» **What to produce**
Reproduce the stretch of the Pioneer I glider text from "The controls were" through "for roll control.", swapping "spoilers" for "ailerons".

» **Supplied text**
------------------------------------------------------------
Based on experiments with the XM-1 glider, Jim Marske, aided by Bill Daniels, flew the Pioneer I in 1968. The Pioneer is the second Marske tailless sailplane to fly. This glider was distinguished from the earlier one by a higher aspect-ratio wing of trapezoidal planform, with a slight forward sweep. The Pioneer I used a NACA 23112 modified by raising the trailing edge. Roll control was by spoilers, but the machine used a more conventional fuselage-mounted rudder for yaw control. This was later modified after the first fight tests by adding a fixed portion in order to improve its effectiveness. The span of the glider was also increased, justifiying a change of designation to Pioneer I-A.

Both the XM-l and the Pioneer I were low wing loading gliders, designed as proof-of-concept designs incorporating the maximum safety of the test pilot through very low take-off and landing speeds.

The controls were elevators hinged to the inboard trailing edge of the wing, conventional rudder/fin mounted on the centerline (originally, an all-moving rudder without fin), and spoilers for roll control.
------------------------------------------------------------
» **Recorded information**
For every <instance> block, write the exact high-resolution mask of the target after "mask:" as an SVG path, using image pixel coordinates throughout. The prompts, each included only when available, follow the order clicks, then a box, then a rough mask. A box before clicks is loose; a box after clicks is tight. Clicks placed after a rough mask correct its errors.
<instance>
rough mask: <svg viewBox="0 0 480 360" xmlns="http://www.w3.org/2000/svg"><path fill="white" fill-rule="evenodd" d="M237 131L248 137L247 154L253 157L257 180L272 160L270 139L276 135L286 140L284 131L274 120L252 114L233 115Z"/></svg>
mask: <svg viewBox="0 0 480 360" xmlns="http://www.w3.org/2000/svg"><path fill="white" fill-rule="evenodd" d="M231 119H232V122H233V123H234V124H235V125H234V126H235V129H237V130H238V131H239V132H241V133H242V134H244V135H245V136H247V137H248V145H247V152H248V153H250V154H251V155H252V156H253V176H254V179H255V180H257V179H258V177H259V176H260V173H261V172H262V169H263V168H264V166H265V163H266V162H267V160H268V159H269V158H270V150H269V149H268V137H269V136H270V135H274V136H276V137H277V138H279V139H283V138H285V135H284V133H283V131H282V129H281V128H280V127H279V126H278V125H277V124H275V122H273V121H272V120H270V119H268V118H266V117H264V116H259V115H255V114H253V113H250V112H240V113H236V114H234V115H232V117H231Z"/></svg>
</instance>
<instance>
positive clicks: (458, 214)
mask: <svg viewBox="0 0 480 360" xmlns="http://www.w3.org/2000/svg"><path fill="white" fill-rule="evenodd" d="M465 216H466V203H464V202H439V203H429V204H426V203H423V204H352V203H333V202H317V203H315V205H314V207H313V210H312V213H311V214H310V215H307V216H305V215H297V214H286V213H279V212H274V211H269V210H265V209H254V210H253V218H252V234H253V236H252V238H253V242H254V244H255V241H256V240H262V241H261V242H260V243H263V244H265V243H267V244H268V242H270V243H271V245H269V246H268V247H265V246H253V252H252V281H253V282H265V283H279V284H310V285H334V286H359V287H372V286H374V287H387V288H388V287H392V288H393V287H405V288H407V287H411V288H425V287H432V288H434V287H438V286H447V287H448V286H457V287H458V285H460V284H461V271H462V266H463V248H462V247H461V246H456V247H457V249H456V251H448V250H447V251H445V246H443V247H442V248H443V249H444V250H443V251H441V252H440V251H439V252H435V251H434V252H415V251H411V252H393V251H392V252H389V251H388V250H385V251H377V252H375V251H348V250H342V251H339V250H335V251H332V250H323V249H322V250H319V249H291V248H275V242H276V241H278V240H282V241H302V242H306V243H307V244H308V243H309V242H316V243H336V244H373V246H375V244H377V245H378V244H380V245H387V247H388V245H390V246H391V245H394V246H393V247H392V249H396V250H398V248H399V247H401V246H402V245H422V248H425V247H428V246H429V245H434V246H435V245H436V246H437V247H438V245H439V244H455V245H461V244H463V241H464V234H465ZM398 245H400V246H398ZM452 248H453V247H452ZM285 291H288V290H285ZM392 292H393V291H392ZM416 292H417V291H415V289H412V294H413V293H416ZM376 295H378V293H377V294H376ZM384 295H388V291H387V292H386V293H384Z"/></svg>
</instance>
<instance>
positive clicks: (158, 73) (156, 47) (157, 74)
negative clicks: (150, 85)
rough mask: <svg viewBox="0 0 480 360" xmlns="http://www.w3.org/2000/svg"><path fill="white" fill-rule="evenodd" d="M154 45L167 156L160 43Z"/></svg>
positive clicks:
------------------------------------------------------------
» **Your solution**
The controls were elevators hinged to the inboard trailing edge of the wing, conventional rudder/fin mounted on the centerline (originally, an all-moving rudder without fin), and ailerons for roll control.